Entries from a pointing dataset
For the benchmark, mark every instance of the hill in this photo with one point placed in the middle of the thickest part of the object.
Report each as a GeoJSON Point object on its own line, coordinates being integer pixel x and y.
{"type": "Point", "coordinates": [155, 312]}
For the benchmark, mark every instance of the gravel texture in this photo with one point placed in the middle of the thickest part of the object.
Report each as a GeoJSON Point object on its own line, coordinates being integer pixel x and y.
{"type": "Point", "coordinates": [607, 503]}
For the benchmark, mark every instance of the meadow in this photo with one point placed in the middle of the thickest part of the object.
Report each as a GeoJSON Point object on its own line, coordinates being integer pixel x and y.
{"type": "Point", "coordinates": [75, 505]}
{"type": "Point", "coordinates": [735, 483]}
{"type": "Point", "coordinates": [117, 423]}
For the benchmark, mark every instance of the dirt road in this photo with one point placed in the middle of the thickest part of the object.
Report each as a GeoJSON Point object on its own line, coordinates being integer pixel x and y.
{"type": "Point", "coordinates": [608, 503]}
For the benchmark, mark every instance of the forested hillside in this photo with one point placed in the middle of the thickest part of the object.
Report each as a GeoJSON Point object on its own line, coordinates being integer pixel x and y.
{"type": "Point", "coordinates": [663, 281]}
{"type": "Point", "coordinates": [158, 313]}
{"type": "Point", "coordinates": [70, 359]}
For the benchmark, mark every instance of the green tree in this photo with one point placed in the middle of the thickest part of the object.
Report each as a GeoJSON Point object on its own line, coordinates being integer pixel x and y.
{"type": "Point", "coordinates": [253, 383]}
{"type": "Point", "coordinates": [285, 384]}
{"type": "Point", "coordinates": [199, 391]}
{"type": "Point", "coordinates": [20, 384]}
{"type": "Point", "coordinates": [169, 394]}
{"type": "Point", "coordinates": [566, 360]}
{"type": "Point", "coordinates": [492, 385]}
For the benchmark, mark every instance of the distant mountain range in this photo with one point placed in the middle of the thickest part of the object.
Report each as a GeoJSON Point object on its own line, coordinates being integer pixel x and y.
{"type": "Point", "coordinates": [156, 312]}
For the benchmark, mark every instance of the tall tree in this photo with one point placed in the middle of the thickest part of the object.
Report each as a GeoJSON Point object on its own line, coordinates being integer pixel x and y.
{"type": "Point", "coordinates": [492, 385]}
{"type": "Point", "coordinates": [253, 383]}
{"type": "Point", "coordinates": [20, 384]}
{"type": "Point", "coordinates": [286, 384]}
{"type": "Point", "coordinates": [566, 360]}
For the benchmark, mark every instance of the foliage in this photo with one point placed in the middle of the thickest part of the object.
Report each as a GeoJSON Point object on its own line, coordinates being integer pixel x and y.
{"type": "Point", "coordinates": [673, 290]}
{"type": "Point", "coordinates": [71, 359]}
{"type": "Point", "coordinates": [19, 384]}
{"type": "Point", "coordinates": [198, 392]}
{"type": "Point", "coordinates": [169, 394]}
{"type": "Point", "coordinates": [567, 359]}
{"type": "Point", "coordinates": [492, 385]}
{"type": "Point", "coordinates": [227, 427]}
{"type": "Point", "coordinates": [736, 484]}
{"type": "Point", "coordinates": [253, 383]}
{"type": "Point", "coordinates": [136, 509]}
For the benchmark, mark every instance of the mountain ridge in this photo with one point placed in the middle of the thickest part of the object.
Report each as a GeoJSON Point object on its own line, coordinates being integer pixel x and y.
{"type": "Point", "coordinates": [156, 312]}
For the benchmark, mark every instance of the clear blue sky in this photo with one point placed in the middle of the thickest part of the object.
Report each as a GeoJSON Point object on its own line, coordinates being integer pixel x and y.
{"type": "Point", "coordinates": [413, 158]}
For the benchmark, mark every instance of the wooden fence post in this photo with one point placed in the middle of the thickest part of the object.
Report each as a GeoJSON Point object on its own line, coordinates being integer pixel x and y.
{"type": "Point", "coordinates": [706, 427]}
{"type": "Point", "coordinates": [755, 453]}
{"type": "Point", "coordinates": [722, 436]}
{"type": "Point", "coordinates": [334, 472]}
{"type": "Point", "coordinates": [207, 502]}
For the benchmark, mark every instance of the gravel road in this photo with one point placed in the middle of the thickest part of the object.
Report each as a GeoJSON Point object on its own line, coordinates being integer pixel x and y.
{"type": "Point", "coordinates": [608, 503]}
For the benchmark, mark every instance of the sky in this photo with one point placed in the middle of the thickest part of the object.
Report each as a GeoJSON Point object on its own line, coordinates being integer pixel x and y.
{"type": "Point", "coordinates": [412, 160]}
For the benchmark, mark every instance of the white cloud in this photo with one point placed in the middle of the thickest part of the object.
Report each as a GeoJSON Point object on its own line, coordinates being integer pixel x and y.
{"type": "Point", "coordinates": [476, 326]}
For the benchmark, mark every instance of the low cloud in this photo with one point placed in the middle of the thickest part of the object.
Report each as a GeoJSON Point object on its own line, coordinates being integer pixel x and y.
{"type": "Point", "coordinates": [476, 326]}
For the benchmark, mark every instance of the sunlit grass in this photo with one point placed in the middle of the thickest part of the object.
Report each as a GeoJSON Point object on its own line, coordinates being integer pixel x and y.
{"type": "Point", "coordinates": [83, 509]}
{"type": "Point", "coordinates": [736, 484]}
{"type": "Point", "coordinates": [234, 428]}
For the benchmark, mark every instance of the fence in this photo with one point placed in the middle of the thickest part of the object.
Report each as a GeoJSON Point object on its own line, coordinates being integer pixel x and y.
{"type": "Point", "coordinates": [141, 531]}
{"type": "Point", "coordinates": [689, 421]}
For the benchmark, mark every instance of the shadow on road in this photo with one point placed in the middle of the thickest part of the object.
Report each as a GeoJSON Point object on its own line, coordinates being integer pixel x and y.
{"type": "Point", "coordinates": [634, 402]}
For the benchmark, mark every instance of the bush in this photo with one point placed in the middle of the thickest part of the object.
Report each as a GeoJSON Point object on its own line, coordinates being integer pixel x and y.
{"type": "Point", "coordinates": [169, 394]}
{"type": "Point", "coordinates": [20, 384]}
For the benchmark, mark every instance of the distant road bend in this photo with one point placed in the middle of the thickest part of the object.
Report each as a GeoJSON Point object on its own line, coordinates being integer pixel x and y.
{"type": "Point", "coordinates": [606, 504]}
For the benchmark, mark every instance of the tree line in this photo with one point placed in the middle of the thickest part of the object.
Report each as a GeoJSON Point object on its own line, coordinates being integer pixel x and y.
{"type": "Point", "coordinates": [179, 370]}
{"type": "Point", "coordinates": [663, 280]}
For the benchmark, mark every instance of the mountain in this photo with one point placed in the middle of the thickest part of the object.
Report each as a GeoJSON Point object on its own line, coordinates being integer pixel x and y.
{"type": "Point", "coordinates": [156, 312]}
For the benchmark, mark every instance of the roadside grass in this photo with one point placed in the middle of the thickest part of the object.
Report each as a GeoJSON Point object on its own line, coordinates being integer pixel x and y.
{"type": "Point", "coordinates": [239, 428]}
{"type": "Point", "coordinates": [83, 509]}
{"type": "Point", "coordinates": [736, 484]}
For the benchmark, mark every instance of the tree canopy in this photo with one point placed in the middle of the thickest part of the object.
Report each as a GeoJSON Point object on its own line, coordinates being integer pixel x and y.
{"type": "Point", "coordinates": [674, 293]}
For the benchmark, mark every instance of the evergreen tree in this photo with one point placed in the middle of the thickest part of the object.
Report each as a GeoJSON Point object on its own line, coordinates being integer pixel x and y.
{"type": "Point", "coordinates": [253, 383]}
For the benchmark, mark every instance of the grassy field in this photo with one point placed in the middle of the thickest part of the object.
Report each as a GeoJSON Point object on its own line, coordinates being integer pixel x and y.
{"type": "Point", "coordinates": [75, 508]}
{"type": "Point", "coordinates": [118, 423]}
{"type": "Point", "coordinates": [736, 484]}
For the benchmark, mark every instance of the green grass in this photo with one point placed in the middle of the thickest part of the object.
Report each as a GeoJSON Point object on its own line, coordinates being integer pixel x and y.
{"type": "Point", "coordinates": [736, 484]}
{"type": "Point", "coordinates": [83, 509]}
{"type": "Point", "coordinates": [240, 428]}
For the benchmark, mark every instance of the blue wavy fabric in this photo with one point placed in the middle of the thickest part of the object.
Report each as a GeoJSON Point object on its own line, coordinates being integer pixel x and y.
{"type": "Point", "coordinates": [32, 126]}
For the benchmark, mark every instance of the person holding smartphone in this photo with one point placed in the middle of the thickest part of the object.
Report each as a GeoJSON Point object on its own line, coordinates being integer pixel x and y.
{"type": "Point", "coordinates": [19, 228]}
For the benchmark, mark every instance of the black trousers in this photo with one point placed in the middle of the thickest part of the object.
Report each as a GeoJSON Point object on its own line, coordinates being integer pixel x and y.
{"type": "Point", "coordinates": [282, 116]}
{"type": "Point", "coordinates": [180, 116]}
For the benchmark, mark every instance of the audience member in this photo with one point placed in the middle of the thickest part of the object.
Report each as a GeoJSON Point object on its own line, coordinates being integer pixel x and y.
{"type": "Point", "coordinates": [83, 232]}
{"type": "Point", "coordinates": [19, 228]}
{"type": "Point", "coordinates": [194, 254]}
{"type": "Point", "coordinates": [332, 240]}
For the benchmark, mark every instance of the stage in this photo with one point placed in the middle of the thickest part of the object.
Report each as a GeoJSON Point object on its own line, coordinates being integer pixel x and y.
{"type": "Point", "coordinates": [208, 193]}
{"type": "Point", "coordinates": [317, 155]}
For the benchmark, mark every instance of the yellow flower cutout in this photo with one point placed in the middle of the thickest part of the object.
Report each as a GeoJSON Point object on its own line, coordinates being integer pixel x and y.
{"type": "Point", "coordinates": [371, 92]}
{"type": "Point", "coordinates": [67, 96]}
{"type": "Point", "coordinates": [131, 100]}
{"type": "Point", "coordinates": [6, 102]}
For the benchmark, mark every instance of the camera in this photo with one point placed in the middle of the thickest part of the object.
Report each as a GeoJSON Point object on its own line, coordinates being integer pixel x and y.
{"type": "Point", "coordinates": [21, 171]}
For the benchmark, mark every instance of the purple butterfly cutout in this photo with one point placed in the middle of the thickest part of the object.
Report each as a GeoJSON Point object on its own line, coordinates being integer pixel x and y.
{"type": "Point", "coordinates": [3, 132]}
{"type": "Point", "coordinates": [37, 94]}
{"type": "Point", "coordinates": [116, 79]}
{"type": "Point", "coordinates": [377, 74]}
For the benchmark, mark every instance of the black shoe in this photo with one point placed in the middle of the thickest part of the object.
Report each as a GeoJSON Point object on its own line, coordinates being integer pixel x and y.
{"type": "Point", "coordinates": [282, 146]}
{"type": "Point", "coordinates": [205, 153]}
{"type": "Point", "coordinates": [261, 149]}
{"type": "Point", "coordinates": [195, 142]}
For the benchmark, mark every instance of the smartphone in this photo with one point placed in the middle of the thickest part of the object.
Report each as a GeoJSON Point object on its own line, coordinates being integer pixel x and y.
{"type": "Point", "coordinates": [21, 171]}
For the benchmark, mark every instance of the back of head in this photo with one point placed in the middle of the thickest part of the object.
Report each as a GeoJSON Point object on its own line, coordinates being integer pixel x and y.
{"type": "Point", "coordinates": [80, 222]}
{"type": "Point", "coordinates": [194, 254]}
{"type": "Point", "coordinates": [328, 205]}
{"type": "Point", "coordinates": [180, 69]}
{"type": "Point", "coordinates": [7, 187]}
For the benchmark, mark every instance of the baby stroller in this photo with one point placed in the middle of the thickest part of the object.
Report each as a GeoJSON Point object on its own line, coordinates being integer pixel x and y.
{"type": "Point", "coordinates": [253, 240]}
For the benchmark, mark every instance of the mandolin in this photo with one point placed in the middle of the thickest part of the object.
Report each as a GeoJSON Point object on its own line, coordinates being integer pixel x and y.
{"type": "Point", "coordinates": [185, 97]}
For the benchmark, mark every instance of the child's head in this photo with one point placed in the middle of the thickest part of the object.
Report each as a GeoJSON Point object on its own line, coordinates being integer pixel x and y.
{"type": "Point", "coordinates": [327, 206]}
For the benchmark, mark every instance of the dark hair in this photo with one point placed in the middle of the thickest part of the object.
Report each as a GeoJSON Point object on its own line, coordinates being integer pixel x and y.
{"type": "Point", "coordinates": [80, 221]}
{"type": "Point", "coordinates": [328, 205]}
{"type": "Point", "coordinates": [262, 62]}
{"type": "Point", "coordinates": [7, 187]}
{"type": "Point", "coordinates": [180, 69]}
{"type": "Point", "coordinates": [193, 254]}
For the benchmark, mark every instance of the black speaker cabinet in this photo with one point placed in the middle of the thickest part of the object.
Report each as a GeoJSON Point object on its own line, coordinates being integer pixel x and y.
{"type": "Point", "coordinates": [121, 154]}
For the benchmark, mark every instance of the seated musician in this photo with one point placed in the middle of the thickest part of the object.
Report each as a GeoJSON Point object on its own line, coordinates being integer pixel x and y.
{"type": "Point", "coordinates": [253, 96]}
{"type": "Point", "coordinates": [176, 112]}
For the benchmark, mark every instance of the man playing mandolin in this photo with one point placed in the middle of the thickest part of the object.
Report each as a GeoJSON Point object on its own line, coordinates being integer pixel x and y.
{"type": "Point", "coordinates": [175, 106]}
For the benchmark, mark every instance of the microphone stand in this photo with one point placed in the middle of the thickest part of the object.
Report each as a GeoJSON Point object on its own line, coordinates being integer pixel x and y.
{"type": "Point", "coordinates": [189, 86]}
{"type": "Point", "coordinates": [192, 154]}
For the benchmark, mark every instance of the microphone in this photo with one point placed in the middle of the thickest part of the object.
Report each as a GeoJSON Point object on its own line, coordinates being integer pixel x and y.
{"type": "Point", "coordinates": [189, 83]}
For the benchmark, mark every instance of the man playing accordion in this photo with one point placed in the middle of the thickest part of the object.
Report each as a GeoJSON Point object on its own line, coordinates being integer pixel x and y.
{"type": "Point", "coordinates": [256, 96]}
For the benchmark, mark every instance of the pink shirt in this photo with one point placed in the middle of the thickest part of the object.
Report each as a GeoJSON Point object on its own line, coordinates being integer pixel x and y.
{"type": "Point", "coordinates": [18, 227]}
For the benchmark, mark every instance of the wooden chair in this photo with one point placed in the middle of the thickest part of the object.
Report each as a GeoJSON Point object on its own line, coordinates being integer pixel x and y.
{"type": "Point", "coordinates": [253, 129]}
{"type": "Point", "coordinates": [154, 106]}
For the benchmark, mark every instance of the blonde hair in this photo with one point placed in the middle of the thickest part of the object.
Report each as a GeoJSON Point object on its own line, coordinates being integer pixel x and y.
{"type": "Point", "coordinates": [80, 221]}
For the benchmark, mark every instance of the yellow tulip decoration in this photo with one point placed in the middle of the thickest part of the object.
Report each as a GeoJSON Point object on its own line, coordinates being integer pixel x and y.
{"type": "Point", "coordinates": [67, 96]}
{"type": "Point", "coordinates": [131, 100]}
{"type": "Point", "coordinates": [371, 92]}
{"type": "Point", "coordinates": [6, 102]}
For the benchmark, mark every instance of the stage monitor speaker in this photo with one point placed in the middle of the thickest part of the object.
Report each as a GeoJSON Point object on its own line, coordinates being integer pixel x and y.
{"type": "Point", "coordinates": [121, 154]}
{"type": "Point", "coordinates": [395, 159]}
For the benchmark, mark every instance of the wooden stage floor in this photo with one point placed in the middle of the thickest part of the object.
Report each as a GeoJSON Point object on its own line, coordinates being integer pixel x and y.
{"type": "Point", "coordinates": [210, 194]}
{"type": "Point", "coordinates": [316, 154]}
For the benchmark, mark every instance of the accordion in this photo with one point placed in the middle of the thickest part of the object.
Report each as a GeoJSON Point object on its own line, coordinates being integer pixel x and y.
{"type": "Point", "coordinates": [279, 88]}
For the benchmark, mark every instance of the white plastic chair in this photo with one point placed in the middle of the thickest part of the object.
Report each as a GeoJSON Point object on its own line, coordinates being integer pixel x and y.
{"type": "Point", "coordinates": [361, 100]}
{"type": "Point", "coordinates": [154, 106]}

* **REQUEST**
Everything from the line with "For the benchmark, mark every instance of the accordion" through the last line of the material above should be echoed exactly, and nothing else.

* **SOLUTION TO THIS TASK**
For the benchmark, mark every instance of the accordion in this photo with one point placed in the middle of the thickest part of the object.
Report each as a GeoJSON Point object on its own line, coordinates being integer pixel x and y.
{"type": "Point", "coordinates": [279, 88]}
For the benchmark, mark every instance of the white plastic chair in this photo with one point placed in the middle of the thickest part of the object.
Report each as a GeoJSON Point object on its own line, coordinates being integer pixel x and y.
{"type": "Point", "coordinates": [361, 100]}
{"type": "Point", "coordinates": [154, 106]}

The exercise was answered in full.